[Teks Dokumen]
TEMPO.CO, Jakarta - Dua Anak Buah Kapal (ABK) asal Indonesia, Reynalfi dan Andri Juniansyah, diduga telah disiksa di kapal Cina Lu Qian Yua Yu 901. Informasi ini dilaporkan oleh Destructive Fishing Watch (DFW) Indonesia.
Dalam keterangannya, Field Manager SAFE Seas Project DFW Indonesia, Laode Hardiani, mengatakan kedua korban direkrut oleh PT Duta Putra Group lewat agen atau sponsor penyalur bernama SYF. Keduanya kemudian dijanjikan akan bekerja di salah satu perusahaan di Korea.
"Dengan gaji Rp 25 juta," kata Laode yang juga staf pengelola Fisher Center Bitung dalam keterangan resmi di Jakarta, Senin, 8 Juni 2020.
Tapi sebelum bekerja, Andry dan Reynalfi pun harus membayar sejumlah uang kepada SYF. Keduanya pun, kata Laode, membayar masing-masing Rp 40 juta dan Rp 45 juta.
Mereka pun kemudian melaut sejak 24 Januari 2020. lima bulan bekerja, mereka tidak pernah menerima gaji. Bahkan, mereka justru mengalami kekerasan fisik dan intimidasi di atas kapal, dari kapten dan sesama ABK asal Cina.
Sehingga puncaknya, keduanya memilih untuk melompat ke laut pada Jumat, 5 Juni 2020. Keduanya melompat saat kapal melintasi Selat Malaka, di antara Provinsi Riau dan Malaysia.
Setelah 7 jam mengapung, mereka pun akhirnya ditemukan dan mendapat pertolongan dari nelayan Tanjung Baai Karimun, Kepulauan Riau. Sampai pagi ini, Tempo masih terus mencoba mencari tahu kabar terbaru dari kedua ABK tersebut.
Tempo mengkonfirmasi kejadian ini kepada Kementerian Kelautan dan Perikanan (KKP). Kepala Biro Humas dan Kerja Sama Luar Negeri KKP, Agung Tri Prasetyo, mengatakan penanganan kesehatan ABK WNI tersebut sesuai dengan protokol Covid-19.
"Lalu mendorong pemenuhan hak-hak ABK," kata Agung. Namun, Agung belum menjelaskan apakah tim KKP sudah terjun langsung menemui kedua ABK atau belum.

[Data rujukan berbasis gambar]
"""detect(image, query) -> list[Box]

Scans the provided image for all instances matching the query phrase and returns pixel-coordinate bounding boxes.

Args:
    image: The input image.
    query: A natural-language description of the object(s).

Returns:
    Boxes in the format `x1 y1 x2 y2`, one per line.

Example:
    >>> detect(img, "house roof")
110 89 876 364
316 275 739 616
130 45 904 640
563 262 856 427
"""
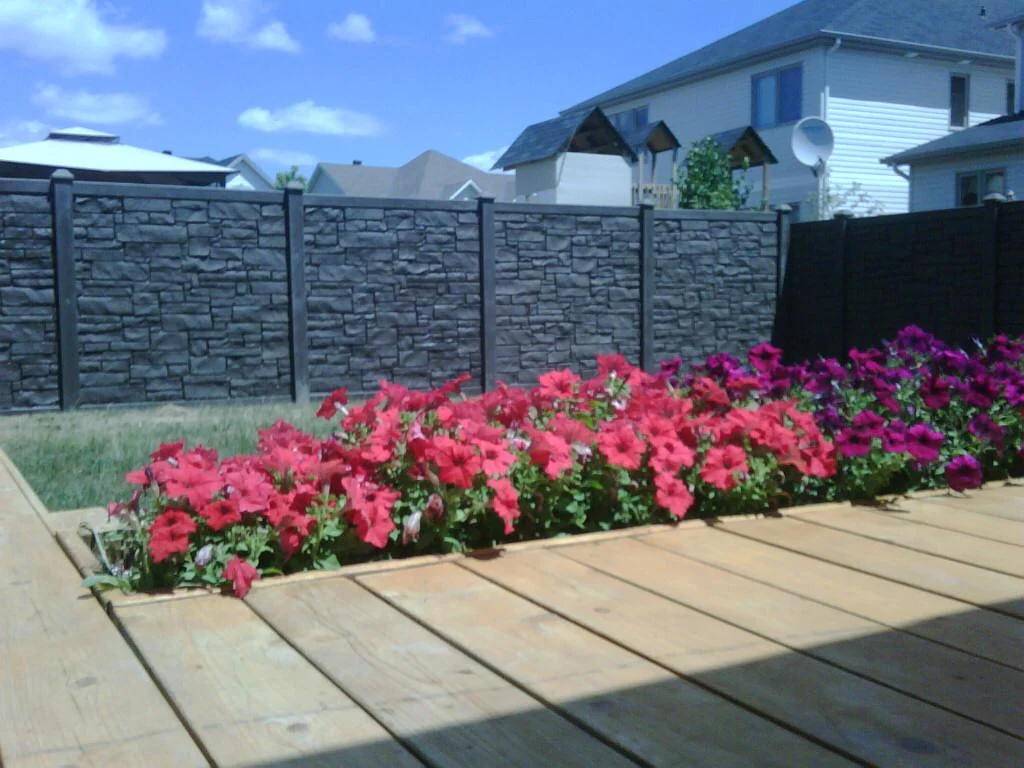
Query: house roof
494 108 636 169
881 112 1024 165
711 125 778 170
0 128 231 183
567 0 1020 112
310 150 515 201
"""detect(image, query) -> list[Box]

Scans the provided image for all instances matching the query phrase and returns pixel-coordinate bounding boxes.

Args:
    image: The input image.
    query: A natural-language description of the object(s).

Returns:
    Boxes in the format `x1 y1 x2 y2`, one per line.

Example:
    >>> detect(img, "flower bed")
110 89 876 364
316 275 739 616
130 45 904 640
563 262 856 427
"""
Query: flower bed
87 329 1024 596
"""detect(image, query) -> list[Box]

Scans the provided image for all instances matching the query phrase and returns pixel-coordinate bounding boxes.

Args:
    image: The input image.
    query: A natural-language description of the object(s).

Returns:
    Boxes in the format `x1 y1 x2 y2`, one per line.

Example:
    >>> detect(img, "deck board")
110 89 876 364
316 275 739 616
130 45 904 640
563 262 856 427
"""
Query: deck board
115 597 421 768
565 531 1024 738
0 454 208 768
874 499 1024 554
722 517 1024 618
247 579 630 768
359 561 845 766
793 507 1024 578
469 541 1024 766
642 525 1024 670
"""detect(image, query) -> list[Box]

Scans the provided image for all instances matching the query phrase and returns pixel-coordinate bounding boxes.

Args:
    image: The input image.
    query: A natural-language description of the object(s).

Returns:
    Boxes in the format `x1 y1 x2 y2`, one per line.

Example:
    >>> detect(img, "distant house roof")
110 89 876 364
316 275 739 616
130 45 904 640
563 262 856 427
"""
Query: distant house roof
0 128 231 185
882 112 1024 165
711 125 778 170
309 150 515 202
620 120 681 153
567 0 1020 112
494 108 636 169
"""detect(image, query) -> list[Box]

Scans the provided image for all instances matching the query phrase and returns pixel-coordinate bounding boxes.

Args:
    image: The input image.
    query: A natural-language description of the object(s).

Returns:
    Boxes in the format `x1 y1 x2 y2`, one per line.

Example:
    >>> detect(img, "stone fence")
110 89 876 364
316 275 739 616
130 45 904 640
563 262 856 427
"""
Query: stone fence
0 171 787 411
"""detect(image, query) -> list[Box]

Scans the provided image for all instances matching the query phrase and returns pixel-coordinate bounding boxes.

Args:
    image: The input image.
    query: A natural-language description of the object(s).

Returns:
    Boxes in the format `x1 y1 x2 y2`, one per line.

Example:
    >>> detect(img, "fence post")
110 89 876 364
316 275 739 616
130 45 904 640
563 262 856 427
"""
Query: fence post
775 203 793 299
978 194 1007 338
50 168 79 411
640 203 655 373
834 211 853 359
476 197 498 392
285 181 309 402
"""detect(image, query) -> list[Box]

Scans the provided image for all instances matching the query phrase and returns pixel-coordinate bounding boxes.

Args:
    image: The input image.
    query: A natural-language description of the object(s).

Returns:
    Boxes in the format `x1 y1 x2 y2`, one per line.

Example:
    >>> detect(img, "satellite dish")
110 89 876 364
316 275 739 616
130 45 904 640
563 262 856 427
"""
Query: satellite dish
791 118 836 168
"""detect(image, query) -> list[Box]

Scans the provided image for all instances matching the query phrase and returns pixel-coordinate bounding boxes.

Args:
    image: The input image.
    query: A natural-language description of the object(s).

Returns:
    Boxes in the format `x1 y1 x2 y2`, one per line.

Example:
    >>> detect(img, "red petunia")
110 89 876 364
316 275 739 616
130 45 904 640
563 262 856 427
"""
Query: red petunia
199 499 242 530
150 509 199 562
431 437 482 488
597 424 647 469
487 477 520 536
700 445 751 490
647 437 697 475
316 387 348 421
654 474 693 520
224 557 260 597
164 463 224 510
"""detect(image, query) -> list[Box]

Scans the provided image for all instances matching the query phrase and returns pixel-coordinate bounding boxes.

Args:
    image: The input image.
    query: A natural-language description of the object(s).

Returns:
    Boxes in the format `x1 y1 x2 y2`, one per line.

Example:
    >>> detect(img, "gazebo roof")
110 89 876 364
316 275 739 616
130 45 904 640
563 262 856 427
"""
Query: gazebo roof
0 128 233 184
711 125 778 170
492 108 636 170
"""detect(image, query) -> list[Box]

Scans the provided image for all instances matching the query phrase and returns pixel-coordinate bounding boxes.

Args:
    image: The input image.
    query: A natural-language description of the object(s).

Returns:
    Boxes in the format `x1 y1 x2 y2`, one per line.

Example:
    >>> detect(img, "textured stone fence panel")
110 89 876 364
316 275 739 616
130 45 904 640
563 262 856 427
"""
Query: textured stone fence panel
0 177 778 411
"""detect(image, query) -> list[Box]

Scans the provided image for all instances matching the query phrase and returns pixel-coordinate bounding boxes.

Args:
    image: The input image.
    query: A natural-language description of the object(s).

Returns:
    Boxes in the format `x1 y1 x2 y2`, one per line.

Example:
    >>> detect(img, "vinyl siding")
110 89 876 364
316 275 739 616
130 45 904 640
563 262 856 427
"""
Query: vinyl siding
910 152 1024 211
605 47 823 210
827 48 1012 213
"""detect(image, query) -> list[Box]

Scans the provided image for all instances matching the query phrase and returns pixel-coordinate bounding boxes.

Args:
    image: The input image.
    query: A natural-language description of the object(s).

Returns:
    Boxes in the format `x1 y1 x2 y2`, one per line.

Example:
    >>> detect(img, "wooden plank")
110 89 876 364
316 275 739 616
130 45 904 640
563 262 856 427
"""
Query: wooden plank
0 466 207 768
115 597 420 768
561 536 1024 738
246 569 628 768
642 526 1024 670
467 540 1024 766
721 518 1024 617
359 561 846 766
929 487 1024 522
793 508 1024 577
874 499 1024 547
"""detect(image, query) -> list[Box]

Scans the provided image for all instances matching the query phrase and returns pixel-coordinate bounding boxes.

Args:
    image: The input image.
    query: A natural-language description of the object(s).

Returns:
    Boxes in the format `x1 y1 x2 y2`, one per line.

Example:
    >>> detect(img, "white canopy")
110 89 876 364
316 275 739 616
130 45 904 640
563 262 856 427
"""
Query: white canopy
0 127 234 183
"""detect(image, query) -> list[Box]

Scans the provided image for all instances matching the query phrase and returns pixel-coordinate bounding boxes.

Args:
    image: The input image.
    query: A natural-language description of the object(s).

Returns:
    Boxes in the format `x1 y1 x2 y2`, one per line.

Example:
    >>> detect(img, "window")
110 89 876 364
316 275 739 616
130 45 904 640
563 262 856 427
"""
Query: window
751 65 804 128
608 104 647 133
949 75 971 128
956 168 1007 208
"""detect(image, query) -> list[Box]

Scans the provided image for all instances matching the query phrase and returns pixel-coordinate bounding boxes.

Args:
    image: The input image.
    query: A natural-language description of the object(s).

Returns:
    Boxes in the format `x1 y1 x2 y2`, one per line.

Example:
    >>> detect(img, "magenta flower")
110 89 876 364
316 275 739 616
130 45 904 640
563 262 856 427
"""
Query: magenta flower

[Petunjuk Pengerjaan]
a - Tulis ulang kata demi kata bagian berita dari "TEMPO.CO, Jakarta - Dua" sampai dengan "Rp 45 juta.".
b - Sebutkan semua tanggal lengkap (hari bulan tahun) yang tercantum dalam berita, sesuai urutan kemunculannya.
c - Jawab pertanyaan berikut berdasarkan berita:
(i) Berapa gaji yang dijanjikan kepada kedua ABK?
(ii) Di selat mana keduanya melompat dari kapal?
(iii) Berapa lama mereka mengapung sebelum ditemukan?

[Jawaban Berurutan]
a -
TEMPO.CO, Jakarta - Dua Anak Buah Kapal (ABK) asal Indonesia, Reynalfi dan Andri Juniansyah, diduga telah disiksa di kapal Cina Lu Qian Yua Yu 901. Informasi ini dilaporkan oleh Destructive Fishing Watch (DFW) Indonesia.
Dalam keterangannya, Field Manager SAFE Seas Project DFW Indonesia, Laode Hardiani, mengatakan kedua korban direkrut oleh PT Duta Putra Group lewat agen atau sponsor penyalur bernama SYF. Keduanya kemudian dijanjikan akan bekerja di salah satu perusahaan di Korea.
"Dengan gaji Rp 25 juta," kata Laode yang juga staf pengelola Fisher Center Bitung dalam keterangan resmi di Jakarta, Senin, 8 Juni 2020.
Tapi sebelum bekerja, Andry dan Reynalfi pun harus membayar sejumlah uang kepada SYF. Keduanya pun, kata Laode, membayar masing-masing Rp 40 juta dan Rp 45 juta.

b -
8 Juni 2020
24 Januari 2020
5 Juni 2020

c -
(i) Rp 25 juta
(ii) Selat Malaka
(iii) 7 jam